As Mr Berlusconi launched talks among 25 governments with extravagant ceremony in Rome, the Spanish and Polish leaders vowed to oppose a change to voting rights which would, they say, harm their interests.

Both countries struck a discordant note during a day of high-flown rhetoric at Rome's Palazzo dei Congressi, adorned for the occasion with fake marble columns, in a district of the Italian capital conceived by the former Italian dictator, Benito Mussolini.

Jose Maria Aznar, the Spanish Prime Minister, was characteristically blunt, shaking off claims that Spain and Poland were isolated and arguing that "if you want to negotiate it is better to be feared".

Britain, by contrast, went out of its way to be accommodating to the Italians, who hold the presidency of the EU, as Tony Blair prepared for a one-to-one dinner with Mr Berlusconi last night.

With the EU due to expand from 15 to 25 members next May, the constitution is designed to make Europe's creaking structure more efficient and effective.

Mr Berlusconi wants to clinch a deal on a constitution by the end of the year, and has a draft text on the table from the former French President, Valéry Giscard d'Estaing.

But any nation can veto an agreement, including, for the first time, the 10 countries that will join the EU next year.

Problems confronting Mr Berlusconi include a rebellion by the EU's small countries, which are insisting on the right of each nation to send a full voting commissioner to Brussels.

The UK still has worries over plans for defence and foreign policy, and is resisting plans to scrap the national veto in limited areas of tax and social security policy, the EU budget and some areas of criminal procedural law.

_SET EXERCISE 1_
Answer these questions about the passage on the EU constitution talks:
(a) In which building in Rome were the talks launched?
(b) How many members is the EU due to have after next May?
(c) Who produced the draft text that Mr Berlusconi has on the table?
_SET EXERCISE 2_
Pick up the passage on the EU constitution talks after its last sentence and continue it.
The material that follows plays no part in what is asked here.

_PROVIDED RECORDS_
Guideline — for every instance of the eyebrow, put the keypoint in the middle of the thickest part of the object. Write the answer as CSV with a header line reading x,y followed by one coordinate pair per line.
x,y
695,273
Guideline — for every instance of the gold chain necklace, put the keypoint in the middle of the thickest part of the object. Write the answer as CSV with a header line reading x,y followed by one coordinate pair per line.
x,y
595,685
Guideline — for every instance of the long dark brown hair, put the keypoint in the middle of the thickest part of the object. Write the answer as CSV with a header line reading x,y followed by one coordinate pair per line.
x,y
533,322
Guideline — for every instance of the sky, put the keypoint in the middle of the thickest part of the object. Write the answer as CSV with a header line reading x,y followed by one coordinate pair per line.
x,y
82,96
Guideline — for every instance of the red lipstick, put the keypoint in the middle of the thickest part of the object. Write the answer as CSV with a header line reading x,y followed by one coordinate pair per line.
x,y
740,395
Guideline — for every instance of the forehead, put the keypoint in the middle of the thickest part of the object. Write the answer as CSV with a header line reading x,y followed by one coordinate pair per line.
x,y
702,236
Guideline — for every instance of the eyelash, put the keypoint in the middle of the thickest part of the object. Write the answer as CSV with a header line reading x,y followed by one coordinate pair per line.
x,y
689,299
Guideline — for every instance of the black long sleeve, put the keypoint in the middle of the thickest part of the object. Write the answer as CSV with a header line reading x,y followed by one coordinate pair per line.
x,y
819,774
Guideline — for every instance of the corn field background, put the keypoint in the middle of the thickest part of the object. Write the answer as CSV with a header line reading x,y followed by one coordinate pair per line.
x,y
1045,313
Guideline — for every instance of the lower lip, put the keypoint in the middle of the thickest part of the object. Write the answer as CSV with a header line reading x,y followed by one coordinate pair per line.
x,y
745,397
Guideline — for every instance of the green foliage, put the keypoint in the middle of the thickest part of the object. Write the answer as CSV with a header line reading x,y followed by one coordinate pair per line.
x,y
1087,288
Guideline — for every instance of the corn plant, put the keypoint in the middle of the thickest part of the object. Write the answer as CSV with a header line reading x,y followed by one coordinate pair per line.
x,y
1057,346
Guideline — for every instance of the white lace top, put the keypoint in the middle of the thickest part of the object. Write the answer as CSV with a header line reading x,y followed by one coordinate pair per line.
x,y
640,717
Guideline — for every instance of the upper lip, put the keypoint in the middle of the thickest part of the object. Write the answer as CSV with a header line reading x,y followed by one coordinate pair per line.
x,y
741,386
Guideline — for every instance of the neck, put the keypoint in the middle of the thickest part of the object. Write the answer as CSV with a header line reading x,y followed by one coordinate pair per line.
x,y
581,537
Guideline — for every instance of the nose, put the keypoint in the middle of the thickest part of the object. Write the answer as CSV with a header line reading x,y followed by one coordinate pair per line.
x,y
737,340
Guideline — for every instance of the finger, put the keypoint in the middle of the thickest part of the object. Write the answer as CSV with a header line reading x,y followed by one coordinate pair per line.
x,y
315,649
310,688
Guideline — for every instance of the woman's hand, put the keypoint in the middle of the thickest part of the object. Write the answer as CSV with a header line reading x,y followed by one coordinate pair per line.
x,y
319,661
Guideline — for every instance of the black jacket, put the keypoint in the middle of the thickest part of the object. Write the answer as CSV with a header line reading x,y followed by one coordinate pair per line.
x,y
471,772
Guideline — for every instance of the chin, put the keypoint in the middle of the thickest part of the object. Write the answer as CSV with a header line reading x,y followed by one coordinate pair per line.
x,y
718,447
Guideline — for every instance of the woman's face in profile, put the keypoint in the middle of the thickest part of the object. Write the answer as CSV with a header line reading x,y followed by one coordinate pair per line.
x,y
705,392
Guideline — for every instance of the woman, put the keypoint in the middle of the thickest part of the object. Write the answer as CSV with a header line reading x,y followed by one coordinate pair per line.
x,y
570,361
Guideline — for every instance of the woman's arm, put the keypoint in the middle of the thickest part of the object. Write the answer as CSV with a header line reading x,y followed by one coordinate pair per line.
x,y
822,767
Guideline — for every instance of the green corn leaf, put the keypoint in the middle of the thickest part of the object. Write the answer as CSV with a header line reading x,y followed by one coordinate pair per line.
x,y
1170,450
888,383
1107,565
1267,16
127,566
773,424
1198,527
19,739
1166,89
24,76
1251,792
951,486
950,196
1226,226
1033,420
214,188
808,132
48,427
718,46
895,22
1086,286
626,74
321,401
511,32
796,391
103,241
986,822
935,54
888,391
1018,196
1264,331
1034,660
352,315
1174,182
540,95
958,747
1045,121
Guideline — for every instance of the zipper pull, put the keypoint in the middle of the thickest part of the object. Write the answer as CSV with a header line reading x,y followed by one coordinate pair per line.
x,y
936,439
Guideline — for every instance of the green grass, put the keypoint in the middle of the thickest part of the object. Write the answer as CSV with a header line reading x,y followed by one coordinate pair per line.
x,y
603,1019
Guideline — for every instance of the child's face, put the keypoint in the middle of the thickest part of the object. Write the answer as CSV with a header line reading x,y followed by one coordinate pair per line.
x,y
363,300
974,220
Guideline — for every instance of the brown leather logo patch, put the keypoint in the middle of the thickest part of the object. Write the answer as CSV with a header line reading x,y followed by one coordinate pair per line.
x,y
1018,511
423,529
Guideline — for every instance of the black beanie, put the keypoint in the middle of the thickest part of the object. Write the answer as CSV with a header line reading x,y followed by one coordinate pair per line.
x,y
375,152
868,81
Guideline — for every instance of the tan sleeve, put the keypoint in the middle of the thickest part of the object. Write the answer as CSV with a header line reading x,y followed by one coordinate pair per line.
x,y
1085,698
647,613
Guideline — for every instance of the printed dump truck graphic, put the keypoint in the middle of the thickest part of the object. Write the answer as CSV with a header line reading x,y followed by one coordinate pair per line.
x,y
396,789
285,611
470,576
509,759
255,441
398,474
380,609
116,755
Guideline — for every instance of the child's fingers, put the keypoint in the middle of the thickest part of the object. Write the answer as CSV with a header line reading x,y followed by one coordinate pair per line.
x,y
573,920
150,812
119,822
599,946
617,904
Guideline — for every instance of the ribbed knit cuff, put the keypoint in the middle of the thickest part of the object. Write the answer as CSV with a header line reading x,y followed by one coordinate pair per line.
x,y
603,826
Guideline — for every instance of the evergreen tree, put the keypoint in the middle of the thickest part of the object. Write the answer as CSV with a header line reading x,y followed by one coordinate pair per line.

_EXPECTED OUTPUT 1_
(a) The Palazzo dei Congressi.
(b) 25.
(c) Valéry Giscard d'Estaing, the former French President.

_EXPECTED OUTPUT 2_
But the biggest problem comes from Spain and Poland, which oppose M. Giscard's scheme whereby decisions taken by majority votes would need the backing of half of the EU member states, providing they represent three-fifths of the EU's population.

Instead, Warsaw and Madrid want to go back to a complex weighted voting system, agreed at a summit in Nice in 2000, which favours nations of their size. Poland's Prime Minister, Leszek Miller, warned that his tough stance is "unequivocally supported by the Polish parliament".

At yesterday's gathering several countries demanded the inclusion of a controversial reference to Christian heritage in the preamble of the constitution, something opposed by France.

However there was some consensus yesterday when the governments agreed to kill a proposal to unite all EU ministerial decision making in a "legislative council". That plan was opposed by the UK on the basis that it resembled an EU government.

Mr Berlusconi acknowledged that the talks "could founder" on Spanish and Polish objections.